▸ READING PASSAGE
Joe Biden, Xi Jinping exchange warnings on US election and Taiwan


President Joe Biden and Chinese President Xi Jinping discussed Taiwan, artificial intelligence and security issues Tuesday in a call meant to demonstrate a return to regular leader-to-leader dialogue between the two powers.

The call, described by the White House as “candid and constructive,” was the leaders’ first conversation since their November summit in California produced renewed ties between the two nations’ militaries and a promise of enhanced cooperation on stemming the flow of deadly fentanyl and its precursors from China.

Xi told Biden that the two countries should adhere to the bottom line of “no clash, no confrontation” as one of the principles for this year.

“We should prioritize stability, not provoke troubles, not cross lines but maintain the overall stability of China-U.S. relations,” Xi said, according to China Central Television, the state broadcaster.

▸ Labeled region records
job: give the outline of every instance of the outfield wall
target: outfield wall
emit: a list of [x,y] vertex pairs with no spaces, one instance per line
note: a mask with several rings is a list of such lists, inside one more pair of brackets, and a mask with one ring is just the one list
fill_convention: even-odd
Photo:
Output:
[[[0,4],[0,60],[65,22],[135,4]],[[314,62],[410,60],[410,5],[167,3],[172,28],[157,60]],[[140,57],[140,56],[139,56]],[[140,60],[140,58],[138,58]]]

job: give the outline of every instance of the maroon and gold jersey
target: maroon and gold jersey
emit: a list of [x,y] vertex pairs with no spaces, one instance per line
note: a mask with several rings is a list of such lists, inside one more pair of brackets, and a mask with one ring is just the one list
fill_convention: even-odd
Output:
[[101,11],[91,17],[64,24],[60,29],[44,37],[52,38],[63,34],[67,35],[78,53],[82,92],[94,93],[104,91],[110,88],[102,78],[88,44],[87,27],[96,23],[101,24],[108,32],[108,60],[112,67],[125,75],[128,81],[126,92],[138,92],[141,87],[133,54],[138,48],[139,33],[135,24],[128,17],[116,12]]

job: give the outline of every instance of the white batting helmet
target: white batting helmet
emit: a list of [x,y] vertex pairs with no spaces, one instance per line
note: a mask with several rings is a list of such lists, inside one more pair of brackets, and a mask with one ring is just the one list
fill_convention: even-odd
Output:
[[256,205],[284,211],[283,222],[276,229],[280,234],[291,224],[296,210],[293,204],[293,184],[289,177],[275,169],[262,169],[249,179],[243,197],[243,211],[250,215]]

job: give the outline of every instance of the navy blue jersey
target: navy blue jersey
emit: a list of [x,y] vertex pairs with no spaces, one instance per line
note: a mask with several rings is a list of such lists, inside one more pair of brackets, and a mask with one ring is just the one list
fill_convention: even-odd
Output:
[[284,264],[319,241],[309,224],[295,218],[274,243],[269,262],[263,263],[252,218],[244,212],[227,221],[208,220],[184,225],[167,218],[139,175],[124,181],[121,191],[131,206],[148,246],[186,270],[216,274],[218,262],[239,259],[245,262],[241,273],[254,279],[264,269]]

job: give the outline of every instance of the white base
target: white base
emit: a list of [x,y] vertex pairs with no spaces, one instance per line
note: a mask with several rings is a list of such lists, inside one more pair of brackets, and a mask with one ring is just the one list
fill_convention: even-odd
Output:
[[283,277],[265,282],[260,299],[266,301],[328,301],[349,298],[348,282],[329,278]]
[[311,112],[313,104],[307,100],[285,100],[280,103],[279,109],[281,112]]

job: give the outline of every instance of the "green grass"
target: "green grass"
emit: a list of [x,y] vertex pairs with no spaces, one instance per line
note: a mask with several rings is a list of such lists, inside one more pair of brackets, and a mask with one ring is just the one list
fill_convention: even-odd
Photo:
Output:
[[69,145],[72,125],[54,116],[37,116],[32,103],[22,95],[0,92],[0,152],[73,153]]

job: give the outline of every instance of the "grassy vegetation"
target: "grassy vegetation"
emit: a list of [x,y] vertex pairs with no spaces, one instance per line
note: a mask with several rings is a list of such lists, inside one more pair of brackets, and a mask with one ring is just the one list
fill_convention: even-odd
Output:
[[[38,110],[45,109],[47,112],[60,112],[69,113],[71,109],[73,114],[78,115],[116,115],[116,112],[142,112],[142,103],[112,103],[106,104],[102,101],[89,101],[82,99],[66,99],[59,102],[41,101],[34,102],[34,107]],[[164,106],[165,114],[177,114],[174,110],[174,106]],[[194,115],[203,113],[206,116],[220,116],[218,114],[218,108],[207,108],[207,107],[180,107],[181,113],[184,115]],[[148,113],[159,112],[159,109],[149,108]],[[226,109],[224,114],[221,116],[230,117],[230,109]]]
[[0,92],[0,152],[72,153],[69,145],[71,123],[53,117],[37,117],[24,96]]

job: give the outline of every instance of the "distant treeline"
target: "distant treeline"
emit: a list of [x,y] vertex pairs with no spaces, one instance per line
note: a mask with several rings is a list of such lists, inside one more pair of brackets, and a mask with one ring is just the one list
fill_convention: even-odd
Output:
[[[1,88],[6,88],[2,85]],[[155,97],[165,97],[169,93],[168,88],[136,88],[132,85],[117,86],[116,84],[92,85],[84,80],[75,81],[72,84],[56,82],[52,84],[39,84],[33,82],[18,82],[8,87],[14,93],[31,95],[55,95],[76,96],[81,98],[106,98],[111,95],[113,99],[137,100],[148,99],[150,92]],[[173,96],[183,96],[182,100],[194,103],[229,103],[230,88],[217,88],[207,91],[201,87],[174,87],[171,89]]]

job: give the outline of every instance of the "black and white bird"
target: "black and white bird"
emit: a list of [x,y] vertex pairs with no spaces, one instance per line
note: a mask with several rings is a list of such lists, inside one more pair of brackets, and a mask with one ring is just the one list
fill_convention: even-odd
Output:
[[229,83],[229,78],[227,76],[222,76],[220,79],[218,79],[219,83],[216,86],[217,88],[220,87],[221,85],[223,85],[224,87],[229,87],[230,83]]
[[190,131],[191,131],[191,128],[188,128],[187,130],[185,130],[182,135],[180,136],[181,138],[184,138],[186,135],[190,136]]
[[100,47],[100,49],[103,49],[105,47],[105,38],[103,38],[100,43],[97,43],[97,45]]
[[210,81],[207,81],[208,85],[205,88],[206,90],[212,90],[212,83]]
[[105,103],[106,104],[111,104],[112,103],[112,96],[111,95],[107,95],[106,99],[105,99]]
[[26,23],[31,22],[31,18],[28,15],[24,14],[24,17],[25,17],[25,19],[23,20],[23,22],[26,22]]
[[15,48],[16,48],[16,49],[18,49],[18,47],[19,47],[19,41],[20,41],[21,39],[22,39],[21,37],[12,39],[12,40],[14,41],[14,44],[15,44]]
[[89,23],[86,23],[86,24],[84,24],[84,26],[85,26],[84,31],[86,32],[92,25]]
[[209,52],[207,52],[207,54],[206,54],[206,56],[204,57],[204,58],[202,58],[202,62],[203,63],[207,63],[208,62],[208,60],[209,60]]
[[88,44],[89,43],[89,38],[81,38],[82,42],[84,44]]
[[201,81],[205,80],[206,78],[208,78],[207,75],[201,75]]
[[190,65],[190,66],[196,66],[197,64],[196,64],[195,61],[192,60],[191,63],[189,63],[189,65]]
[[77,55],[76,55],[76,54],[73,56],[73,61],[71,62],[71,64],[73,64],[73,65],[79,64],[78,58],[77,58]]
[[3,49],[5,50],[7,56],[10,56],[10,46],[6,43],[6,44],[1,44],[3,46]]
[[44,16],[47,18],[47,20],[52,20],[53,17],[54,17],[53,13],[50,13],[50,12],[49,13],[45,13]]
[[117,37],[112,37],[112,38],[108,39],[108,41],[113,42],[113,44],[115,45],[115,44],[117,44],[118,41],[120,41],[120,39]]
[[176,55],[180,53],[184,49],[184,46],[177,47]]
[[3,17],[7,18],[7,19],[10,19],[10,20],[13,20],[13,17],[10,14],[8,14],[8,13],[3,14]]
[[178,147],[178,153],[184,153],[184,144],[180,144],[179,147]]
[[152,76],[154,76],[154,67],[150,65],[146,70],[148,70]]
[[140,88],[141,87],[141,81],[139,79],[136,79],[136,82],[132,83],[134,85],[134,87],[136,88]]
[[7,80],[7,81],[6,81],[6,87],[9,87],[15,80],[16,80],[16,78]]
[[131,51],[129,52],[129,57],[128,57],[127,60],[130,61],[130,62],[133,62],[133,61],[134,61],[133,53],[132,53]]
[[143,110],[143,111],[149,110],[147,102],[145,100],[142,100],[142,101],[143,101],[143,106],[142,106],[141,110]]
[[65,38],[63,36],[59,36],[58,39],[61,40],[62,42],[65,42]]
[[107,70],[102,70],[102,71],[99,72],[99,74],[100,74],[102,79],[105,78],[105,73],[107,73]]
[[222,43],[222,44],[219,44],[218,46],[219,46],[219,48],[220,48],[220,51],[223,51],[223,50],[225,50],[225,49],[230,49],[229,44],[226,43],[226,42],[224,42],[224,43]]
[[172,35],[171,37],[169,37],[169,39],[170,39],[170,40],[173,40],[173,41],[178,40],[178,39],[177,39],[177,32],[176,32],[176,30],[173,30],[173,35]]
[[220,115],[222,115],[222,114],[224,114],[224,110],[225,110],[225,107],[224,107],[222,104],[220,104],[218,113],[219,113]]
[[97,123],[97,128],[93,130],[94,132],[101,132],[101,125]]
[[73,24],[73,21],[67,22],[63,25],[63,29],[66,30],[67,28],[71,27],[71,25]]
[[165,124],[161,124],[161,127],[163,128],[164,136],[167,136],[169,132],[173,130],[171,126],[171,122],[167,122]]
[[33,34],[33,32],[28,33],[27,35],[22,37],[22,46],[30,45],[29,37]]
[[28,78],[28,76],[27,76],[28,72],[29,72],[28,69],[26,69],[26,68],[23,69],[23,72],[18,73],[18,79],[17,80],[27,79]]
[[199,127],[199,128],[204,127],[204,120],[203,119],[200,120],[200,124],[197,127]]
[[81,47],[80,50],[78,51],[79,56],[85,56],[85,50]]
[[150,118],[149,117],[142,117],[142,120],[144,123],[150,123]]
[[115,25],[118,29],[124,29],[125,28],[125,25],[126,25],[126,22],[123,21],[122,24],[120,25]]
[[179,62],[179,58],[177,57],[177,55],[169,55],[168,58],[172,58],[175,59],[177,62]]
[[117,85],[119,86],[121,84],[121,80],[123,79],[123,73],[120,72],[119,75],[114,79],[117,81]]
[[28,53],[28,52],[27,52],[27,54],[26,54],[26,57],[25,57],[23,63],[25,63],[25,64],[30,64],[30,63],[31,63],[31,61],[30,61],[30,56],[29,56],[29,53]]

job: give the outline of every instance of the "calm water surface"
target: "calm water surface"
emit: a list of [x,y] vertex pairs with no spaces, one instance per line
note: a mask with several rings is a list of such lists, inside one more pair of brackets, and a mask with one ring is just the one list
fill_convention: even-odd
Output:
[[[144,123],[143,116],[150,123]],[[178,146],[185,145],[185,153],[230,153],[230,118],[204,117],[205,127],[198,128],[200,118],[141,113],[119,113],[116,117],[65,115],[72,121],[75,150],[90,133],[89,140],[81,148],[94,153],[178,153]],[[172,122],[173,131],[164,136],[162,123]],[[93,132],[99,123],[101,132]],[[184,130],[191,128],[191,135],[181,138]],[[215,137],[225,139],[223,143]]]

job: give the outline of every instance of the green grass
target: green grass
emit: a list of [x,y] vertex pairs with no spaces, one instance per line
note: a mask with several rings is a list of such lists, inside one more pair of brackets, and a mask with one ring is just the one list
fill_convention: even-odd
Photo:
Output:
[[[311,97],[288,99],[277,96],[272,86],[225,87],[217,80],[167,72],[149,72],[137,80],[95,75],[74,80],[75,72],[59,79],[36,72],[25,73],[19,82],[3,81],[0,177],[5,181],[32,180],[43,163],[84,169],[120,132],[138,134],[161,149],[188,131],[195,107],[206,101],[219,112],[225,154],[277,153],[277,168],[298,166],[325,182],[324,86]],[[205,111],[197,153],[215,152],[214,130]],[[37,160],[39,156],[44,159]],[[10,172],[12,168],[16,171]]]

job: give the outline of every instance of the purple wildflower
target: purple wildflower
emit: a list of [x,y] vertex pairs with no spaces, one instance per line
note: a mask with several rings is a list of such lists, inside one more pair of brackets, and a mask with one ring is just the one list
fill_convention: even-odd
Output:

▸ REQUEST
Copy the passage of the report on the Biden–Xi call from "Joe Biden, Xi" up to and including "precursors from China.". This material was taken from a separate source.

▸ RESPONSE
Joe Biden, Xi Jinping exchange warnings on US election and Taiwan


President Joe Biden and Chinese President Xi Jinping discussed Taiwan, artificial intelligence and security issues Tuesday in a call meant to demonstrate a return to regular leader-to-leader dialogue between the two powers.

The call, described by the White House as “candid and constructive,” was the leaders’ first conversation since their November summit in California produced renewed ties between the two nations’ militaries and a promise of enhanced cooperation on stemming the flow of deadly fentanyl and its precursors from China.